Copy out every one of the rows below word for word, keeping each line in its original order.

** START OF Data supplied **

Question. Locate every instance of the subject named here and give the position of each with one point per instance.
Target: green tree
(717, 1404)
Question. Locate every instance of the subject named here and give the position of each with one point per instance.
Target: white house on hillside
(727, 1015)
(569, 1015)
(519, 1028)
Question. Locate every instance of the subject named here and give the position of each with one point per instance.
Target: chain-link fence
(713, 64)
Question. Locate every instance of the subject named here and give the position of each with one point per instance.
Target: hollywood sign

** END OF Data supplied **

Complete response
Question. Locate every instance of the subject named here and give the position of each with one point per instance.
Target: green tree
(717, 1404)
Question. Locate every instance of the subject named here and give the position of each with one point per instance.
Target: white house on hillside
(727, 1015)
(569, 1015)
(519, 1028)
Question. Locate every instance of the subject named here and give the position of each with one point per instance.
Target: chain-link fence
(713, 64)
Question. Locate every instance of the subject named here and give the position of each with one point per instance.
Target: hollywood sign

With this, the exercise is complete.